◆ YOUR INSTRUCTIONS: Give all the lines below again, exactly, with no pictures.

** Start SUPPLIED RECORDS **

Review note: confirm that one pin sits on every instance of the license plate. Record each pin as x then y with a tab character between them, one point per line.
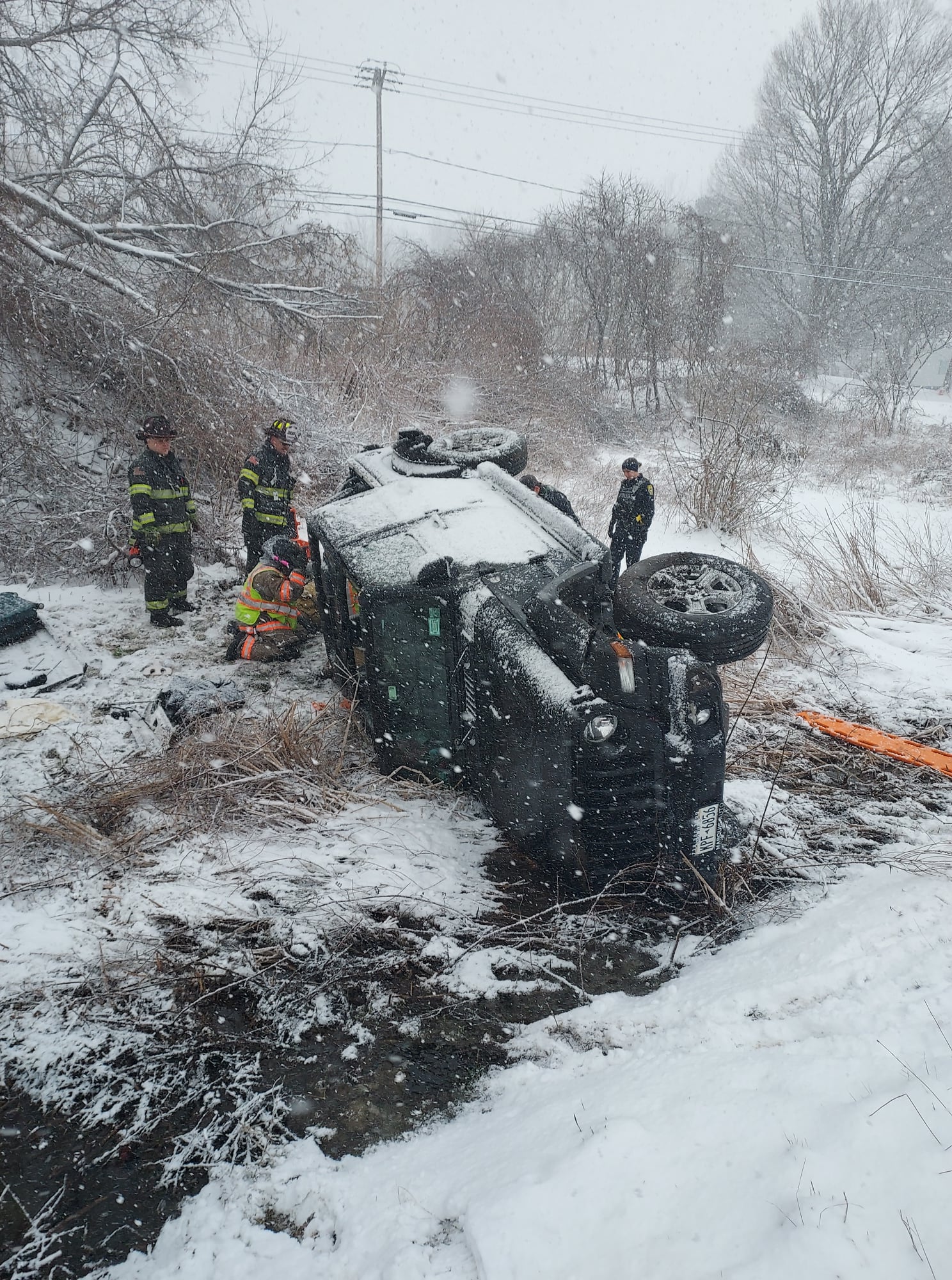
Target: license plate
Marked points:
707	830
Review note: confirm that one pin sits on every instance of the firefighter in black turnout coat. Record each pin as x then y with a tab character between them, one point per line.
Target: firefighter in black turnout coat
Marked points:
163	519
266	491
631	516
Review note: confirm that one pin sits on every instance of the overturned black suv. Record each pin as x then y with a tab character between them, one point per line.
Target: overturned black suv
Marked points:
488	647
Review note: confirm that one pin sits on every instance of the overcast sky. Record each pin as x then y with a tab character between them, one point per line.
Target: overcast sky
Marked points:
694	63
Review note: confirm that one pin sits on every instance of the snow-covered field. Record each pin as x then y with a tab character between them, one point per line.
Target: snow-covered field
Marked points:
782	1109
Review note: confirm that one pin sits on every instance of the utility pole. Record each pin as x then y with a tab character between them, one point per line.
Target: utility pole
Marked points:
379	77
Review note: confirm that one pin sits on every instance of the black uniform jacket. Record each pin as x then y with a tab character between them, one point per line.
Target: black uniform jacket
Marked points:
560	501
634	510
266	487
162	499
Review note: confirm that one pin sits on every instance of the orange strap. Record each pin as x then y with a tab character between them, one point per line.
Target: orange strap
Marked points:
263	628
885	744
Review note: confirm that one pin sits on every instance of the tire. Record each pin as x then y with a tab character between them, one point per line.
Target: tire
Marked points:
474	445
718	610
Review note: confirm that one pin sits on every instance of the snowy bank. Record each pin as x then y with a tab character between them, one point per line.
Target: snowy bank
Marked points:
782	1109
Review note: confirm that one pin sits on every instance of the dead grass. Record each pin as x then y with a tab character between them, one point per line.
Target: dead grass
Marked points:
292	765
864	561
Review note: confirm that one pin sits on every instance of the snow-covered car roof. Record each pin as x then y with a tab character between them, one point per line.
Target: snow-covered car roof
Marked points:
486	519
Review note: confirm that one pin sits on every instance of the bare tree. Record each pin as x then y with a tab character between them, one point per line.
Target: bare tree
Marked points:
853	109
104	179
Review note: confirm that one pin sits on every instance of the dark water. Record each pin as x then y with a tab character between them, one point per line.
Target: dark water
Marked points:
115	1205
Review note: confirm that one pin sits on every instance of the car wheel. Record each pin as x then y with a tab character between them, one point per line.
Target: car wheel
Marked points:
718	610
474	445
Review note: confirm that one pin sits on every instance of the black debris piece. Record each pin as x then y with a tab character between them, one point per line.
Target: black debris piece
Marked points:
19	618
190	698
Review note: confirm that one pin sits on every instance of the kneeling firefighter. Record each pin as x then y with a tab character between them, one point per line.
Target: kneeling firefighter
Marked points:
266	627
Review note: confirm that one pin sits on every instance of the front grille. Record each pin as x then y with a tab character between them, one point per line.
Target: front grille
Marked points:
621	802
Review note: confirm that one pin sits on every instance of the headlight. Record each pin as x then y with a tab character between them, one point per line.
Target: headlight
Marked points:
601	729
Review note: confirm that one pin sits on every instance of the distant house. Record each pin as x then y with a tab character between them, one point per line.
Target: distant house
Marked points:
935	376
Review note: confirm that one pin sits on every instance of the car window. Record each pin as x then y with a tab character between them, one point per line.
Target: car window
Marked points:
410	673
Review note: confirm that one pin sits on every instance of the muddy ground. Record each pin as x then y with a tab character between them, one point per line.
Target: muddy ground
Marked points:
95	1201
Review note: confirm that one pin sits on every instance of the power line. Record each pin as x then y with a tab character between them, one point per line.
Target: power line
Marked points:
617	122
456	88
414	156
422	204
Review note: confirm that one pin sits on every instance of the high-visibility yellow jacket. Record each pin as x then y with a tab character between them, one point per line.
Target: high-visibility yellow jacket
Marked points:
267	601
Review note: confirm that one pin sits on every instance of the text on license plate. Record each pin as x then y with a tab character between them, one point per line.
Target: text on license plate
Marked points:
707	829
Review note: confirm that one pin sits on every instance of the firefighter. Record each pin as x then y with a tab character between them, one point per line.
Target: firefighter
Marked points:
631	516
163	520
266	491
266	627
553	496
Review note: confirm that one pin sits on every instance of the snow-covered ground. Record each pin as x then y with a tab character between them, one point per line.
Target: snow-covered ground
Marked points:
782	1109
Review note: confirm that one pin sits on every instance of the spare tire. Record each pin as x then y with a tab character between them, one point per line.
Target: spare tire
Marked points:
474	445
718	610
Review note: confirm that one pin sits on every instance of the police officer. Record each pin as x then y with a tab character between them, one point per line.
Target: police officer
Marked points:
266	491
163	519
552	496
631	516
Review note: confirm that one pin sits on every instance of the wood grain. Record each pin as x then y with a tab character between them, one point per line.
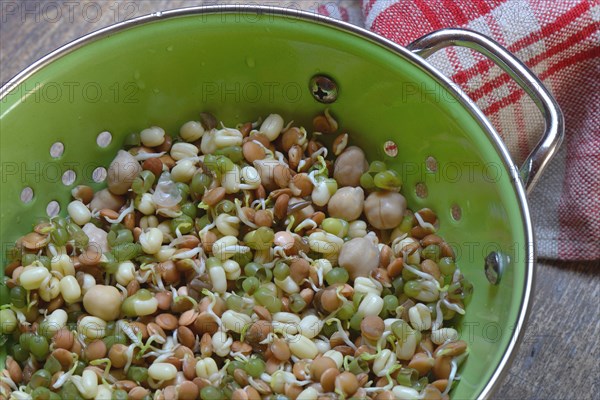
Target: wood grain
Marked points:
559	357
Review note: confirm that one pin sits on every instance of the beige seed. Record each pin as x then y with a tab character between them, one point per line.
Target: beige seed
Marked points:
339	144
118	355
281	205
83	193
187	391
253	151
346	383
328	379
188	317
63	339
280	350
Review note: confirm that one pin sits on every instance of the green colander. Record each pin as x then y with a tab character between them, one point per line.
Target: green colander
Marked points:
243	62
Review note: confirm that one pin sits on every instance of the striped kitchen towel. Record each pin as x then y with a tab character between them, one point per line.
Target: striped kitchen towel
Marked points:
560	41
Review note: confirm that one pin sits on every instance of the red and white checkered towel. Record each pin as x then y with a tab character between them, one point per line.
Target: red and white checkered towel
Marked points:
560	41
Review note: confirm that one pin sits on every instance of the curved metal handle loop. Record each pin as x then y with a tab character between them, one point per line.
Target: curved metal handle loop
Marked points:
554	132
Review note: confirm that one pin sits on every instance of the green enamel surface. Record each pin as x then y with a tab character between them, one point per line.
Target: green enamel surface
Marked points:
240	67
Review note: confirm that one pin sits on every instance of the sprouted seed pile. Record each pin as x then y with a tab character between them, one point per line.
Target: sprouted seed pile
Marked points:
239	263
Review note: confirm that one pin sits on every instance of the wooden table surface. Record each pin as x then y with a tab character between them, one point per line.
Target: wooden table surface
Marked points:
560	355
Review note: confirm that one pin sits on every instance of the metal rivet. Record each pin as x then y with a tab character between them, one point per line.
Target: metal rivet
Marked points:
323	89
495	264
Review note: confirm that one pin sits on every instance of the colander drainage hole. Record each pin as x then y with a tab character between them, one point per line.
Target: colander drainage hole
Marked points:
431	164
103	139
69	177
99	174
27	195
57	149
421	190
53	208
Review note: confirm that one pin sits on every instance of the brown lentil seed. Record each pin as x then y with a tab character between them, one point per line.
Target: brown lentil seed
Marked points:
167	321
186	336
421	363
363	378
258	331
137	232
363	349
385	256
35	241
129	221
139	327
320	365
155	330
299	370
164	300
442	367
346	383
187	391
83	193
250	213
262	313
188	317
246	128
291	391
253	151
64	357
260	192
188	367
201	382
272	364
205	324
281	205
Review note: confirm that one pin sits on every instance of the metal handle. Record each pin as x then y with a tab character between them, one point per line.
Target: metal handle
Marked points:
554	131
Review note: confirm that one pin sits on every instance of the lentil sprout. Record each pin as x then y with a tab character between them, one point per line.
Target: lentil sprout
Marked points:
240	263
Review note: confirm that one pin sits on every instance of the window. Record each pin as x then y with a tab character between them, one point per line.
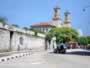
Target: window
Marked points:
21	40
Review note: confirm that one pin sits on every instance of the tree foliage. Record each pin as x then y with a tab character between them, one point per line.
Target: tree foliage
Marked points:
63	34
15	25
3	20
83	40
88	38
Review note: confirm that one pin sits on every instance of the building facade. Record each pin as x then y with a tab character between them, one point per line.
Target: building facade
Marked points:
56	21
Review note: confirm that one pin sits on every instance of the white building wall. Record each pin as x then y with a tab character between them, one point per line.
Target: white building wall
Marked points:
29	41
4	40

** End SUPPLIED RECORDS **

◆ PROBLEM SOLUTION:
Review note: confirm that one pin sits on every instance of the license plate. Record each pin as x then y with a tab character between them, one point per line.
Target: license plate
Marked points:
707	830
Review note: confirm that one pin sits on every instance of the firefighter in black turnout coat. Record each pin as x then y with a tab character between them, one point per line.
Target: firefighter in black turnout coat
Marked points:
163	519
266	491
631	516
Review note: confirm that one pin sits on every instance of the overturned black suv. Record each pin as x then y with a tab character between them, one point per line.
Target: overturned black suv
Marked points:
488	647
Review note: confirm that one pin sits on every instance of the overcast sky. Record each pin as x then y with a tab character between them, one point per line.
Target: overcast sky
Marked points:
694	63
Review note: confirm that one pin sits on every instance of the snow-covered field. Record each pin as x then y with a tab character between them, one point per line.
Target: snow-covered field
Marked points:
782	1109
Review note: confirm that one pin sits on every instance of the utility pole. Record each pin as x then y with a tab character between them, one point per line.
Target: utility pole
Marked points:
379	77
Review note: confirm that one pin sits on every instance of the black uniform jacket. Record each pin as x then y with a tab character between them, one point per line.
Target: black uniform jacket
Marked points:
560	501
634	510
266	487
162	499
Review note: confirm that one pin sits on every instance of the orange strap. Record each pin as x then y with a tab character between them, one point per line.
Target: orange strap
Marked points:
263	628
885	744
Review note: confirm that one pin sits on every instance of the tire. Record each pin as x then y with a tab character between them, one point per line.
Target: tire
Marked points:
474	445
718	610
Review note: confirm that one pin sits on every instance of the snowy bank. Record each pin as x then y with a tab character between them, one point per line.
Target: snowy bank
Marked points:
782	1109
Review note: confirm that one pin sits on every instance of the dead grass. Record each pin as x then y with a tab character between them, one point per line.
Target: dead grass
Marked points:
292	765
864	561
Review note: confirm that one pin sits on every instance of the snow-covered car roof. Record each pin as x then y with a tab character between them, one point per line.
Target: snow-covered car roof
Marked points:
486	519
Review note: confirm that one pin sits on every instance of the bare tree. Record each pin as x then y with a tab character between them, one point per line.
Target: bare tree
Marked points:
853	109
104	179
Review note: confirm that one pin sits on every instance of the dark water. Record each pin as x then y with a tab character between them, one point per line.
Target: dark water
Marked points:
115	1205
Review note: confirm that one pin sits on every instance of the car wheel. Record each pin as x then y with a tab character between them, one point per line.
Target: car wheel
Marked points:
718	610
474	445
Review note: confirm that one pin sits on every instance of the black debris piece. Record each pin as x then y with a tab character between them, one point per line.
Target: black debris piece
Marked points:
19	618
190	698
Review note: confirm that one pin sits on every instance of the kneeling firefighter. Record each pin as x then y with a tab character between them, one point per line.
Target: kneeling firefighter
Marked points:
266	627
Review note: confirm that one pin sits on every instance of the front grille. Record each pin as x then y with a tab character between them, one point per line.
Target: front grille
Marked points:
621	802
Review note: confirm that one pin sits on every instance of the headlight. Record each pin as x then y with a tab character between them, one point per line.
Target: headlight
Marked points:
601	729
Review note: confirm that one pin sits on every instance of the distant house. Record each pin as x then y with a tab character between them, one point per line.
Target: distant house
Marked points:
935	376
Review note: confirm that one pin sits on every instance of the car window. Record each pin as x then y with a tab character between them, one point per line.
Target: car window
Marked points:
410	673
Review note: confirm that one pin sits on every instance of the muddy ground. Record each pin as x then y with a tab character between them, one point per line.
Target: muddy ground
Marked points:
95	1201
Review note: confirm that one pin sits on every instance of the power line. Record each pin as x then y with a tab character between them, one point per line.
Target: power line
Marked points:
617	122
456	88
414	156
422	204
Review note: confirm that one pin sits on every instance of the high-visibility yellow jacket. Record each pin as x then y with a tab character between them, one point per line.
Target: high-visibility yellow jacket
Marked points:
267	601
Review note: confirm that one pin sits on every instance of the text on license plate. Record each pin as x then y with a tab character between them, one point per line.
Target: text on license plate
Marked points:
707	829
Review note: confirm that one pin sits on every instance of the firefighter. Record each pin as x then y with a tab character between them, one point per line.
Target: firefighter
Marked points:
631	516
163	520
266	491
266	627
553	496
Review note: confirm that one pin sits on every instance of the snow-covered ground. Record each pin as x then y with a tab character between them, one point per line.
Target: snow-covered ground
Marked points:
782	1109
Review note: confirm that one pin sits on every instance of the spare tire. Record each pin as x then y with a tab character between them, one point per line.
Target: spare tire
Marked points:
474	445
718	610
Review note: confirm that one pin sits on every instance of the police officer. Record each pin as x then y with a tab character between them, one point per line.
Target: police officer
Marked points:
266	491
163	519
552	496
631	516
Review note: confirm that one pin sits on every instance of the wood grain. Record each pin as x then y with a tab character between them, one point per line.
Target: wood grain
Marked points:
559	357
Review note: confirm that one pin sits on every instance of the beige seed. Record each pin as x then y with a tab character between them, one point per line.
Target: beige seed
Marked points:
339	144
118	355
281	205
83	193
187	391
253	151
346	383
328	379
188	317
63	339
280	350
Review note: confirm that one pin sits on every instance of the green colander. Record each pin as x then y with a tab character between them, one point per line.
Target: green colander
Marked points:
243	62
Review note: confirm that one pin sits on every instance of the striped kitchen towel. Record each pin as x then y with a tab character between them, one point per line.
Target: striped kitchen towel
Marked points:
560	41
Review note: confirm that one pin sits on every instance of the red and white checkered towel. Record each pin as x then y with a tab character between them, one point per line.
Target: red and white checkered towel
Marked points:
560	41
Review note: confirm that one pin sits on every instance of the curved metal handle loop. Record each pin as x then y with a tab character between them, one point per line.
Target: curved metal handle loop
Marked points:
554	132
Review note: confirm that one pin sits on every instance of the green enamel surface. Record each pin as x then y with a tab character between them, one point per line.
Target: green enamel surface
Marked points:
240	67
Review note: confirm that one pin sits on every instance of the sprouted seed pile. Record each pin as x then y with a tab character between them, one point per line.
Target: sprouted seed pile
Marked points:
239	263
Review note: confirm that one pin sits on every instance of the wooden table surface. Record each pin as x then y with a tab character between them, one point per line.
Target: wooden table surface
Marked points:
560	355
Review note: confirm that one pin sits on every instance of the metal rivet. Record each pin as x then y with a tab character between them, one point per line.
Target: metal rivet
Marked points:
323	89
495	264
Review note: confirm that one pin sits on every instance of the colander drainage hole. Record each pin as x then y with a tab character between them, one point per line.
Target: colander drainage hole
Marked points:
431	164
103	139
69	177
99	174
27	195
57	149
421	190
53	208
Review note: confirm that one pin sits on every instance of the brown lentil seed. Record each pin as x then y with a tab character between them, one point per line.
Target: brown lentil seed
Marked points:
167	321
186	336
421	363
363	378
258	331
137	232
363	349
385	256
35	241
129	221
139	327
320	365
155	330
299	370
164	300
442	367
346	383
187	391
83	193
250	213
262	313
188	317
246	128
291	391
253	151
64	357
260	192
188	367
201	382
272	364
205	324
281	205
Review note: confirm that one pin sits on every instance of the metal handle. Record each pin as x then y with a tab character between them, one point per line.
Target: metal handle
Marked points:
554	131
Review note: confirm that one pin sits on every instance of the lentil sprout. Record each pin as x then y with a tab character between them, one point per line.
Target: lentil sprout
Marked points:
240	263
Review note: confirm that one pin sits on every instance of the window. Record each pin as x then y with a tab character between them, one point per line.
Target: window
Marked points:
21	40
Review note: confirm that one pin sits on every instance of the tree foliage. Record each pin as x then y with a tab character between them, one point per line.
Target: tree foliage
Marked points:
63	34
15	25
3	20
83	40
88	38
Review note: confirm that one pin sits on every instance of the building facade. Record each pin as x then y with a tab character between them, one point per line.
Target: building facade
Marked points:
56	21
Review note: confirm that one pin sits on every instance of the white building wall. Record each pin as x then y with a tab character between them, one point per line.
Target: white building wall
Marked points:
29	41
4	40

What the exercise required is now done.